* **文書本文**:
################
ガートナー ジャパン、日米のIT投資動向に関する調査結果を発表
ガートナー ジャパン発表
IT投資目的の日米比較調査
日本企業は「守り」の投資を重視、北米は「守り」と「攻め」の双方を重視
ガートナー ジャパン株式会社 (所在地:東京都目黒区、代表取締役社長:日高 信彦) のリサーチ部門は、日米のIT投資動向に関する調査結果を発表しました。同調査では、日米企業において、IT投資の効果・目的の位置付けが大きく異なる点が浮き彫りになりました。
ガートナーIT投資調査チームが2006年に、日本 (11月) および北米 (9~11月) で実施した調査結果によりますと、投資の促進要因となる「IT投資によって期待する効果・目的」について、日本企業では「業務プロセスの効率化」「業務コストの削減」「社員の生産性の向上」の3項目に回答が集中しており、現場の体質強化を重視する「守り」の投資傾向が強いことが示されました。一方、成長や拡大を目指す「攻め」を示唆する「新規顧客獲得」および「新規ビジネス・製品の開発」を挙げる企業の比率は1割を切っており、「売り上げの増加」も2割弱にとどまるなど、関心の低さが顕著になっています。
################
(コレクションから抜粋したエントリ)
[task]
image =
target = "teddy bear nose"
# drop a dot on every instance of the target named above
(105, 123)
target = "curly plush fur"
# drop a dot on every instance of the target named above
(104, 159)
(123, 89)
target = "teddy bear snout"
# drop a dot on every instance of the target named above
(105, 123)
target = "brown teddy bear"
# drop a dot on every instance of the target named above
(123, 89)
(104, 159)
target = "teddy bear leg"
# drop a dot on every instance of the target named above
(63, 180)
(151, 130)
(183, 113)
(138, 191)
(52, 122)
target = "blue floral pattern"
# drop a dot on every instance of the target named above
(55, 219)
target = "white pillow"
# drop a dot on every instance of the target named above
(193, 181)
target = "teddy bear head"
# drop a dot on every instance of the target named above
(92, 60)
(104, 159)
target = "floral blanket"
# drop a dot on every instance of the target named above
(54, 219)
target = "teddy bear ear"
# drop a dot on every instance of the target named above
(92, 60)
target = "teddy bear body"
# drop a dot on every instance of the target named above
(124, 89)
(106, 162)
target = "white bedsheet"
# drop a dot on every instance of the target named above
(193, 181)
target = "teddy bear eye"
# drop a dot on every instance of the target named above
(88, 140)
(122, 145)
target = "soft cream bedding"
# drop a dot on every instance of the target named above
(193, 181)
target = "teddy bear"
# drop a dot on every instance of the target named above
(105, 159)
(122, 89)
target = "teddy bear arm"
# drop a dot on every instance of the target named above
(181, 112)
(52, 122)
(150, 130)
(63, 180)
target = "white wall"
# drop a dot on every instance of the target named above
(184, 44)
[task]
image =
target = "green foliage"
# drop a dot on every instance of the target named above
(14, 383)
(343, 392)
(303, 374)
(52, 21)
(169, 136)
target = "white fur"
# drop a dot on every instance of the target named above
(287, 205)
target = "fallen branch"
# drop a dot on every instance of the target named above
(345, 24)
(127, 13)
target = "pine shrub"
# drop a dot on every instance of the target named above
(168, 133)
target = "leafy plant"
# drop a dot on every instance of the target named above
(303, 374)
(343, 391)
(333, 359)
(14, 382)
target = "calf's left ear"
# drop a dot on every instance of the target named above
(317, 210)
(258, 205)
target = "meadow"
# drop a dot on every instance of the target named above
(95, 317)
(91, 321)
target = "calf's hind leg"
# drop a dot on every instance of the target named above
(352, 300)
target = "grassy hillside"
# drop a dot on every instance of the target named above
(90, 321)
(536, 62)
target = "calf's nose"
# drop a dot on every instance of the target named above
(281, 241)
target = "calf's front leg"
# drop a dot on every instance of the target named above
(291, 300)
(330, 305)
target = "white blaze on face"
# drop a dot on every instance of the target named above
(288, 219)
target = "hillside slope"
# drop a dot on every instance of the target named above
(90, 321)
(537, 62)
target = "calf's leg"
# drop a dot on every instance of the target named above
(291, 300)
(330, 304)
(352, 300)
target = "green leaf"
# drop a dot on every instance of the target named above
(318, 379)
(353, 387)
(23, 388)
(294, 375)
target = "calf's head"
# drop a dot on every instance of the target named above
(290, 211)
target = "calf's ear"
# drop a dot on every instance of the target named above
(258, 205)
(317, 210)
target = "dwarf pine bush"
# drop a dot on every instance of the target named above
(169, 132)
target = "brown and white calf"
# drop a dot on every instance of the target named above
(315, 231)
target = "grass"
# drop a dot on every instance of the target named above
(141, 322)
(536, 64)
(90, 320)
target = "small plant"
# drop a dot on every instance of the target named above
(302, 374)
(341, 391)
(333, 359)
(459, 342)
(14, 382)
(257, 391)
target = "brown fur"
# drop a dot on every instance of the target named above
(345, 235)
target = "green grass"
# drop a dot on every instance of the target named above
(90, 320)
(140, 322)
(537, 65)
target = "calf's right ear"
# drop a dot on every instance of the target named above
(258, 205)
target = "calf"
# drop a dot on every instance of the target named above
################
* **作業目標**:
**A)** 上記のエントリから、文字列「green」を含む行をすべて見つけ、行ごと書き写してください。
**B)** 日米のIT投資動向に関する調査結果の本文を、最後の文の後から書き進めてください。

* **本演習の解答**:
**A)**
target = "green foliage"
target = "green leaf"
target = "green grass"

**B)**
日本企業の投資態度について、日本側の調査を担当したアナリストの成澤 理香は、「現場の組織能力は高いものの、それを外部環境における競争力に結び付ける戦略能力が弱い傾向にあり、こうした点がIT投資にも表れています」と述べています。
一方、北米企業においては、「社員の生産性の向上」「業務プロセスの効率化」が上位に挙げられている点は日本と同様の結果となりました。しかし、日本では3割程度しか選択されなかった「顧客満足度の向上」に対し、北米企業では56%が選択しており、第3位にランクインされています。さらに、「新規ビジネス・製品の開発」や「新規顧客獲得」など競争優位を意識した「攻めの投資」に関しても比較的高い選択率を示しており、IT投資に対する姿勢に日本企業との大きなギャップが見られました。
北米企業におけるIT投資動向について、北米側の調査を担当したリサーチ・バイスプレジデントのバーバラ・ゴモルスキーは、「情報システム部門は、絶えず高品質なIT運用を要求される一方で、ビジネスに対するITの戦略的貢献の実現も求められており、このことは、多くのIT組織にとっての課題となっています。本調査結果は、ITリーダーが、単に基幹のITサービスを安く供給するだけでは成功を期待できないことを示しています。より正確に言えば、ITリーダーは、サービスを安く供給すると同時に、プロジェクトを通じて、ビジネスに競争上の差別化を提供し続けることが求められていることを示唆しています」と分析しています。
*添付資料あり。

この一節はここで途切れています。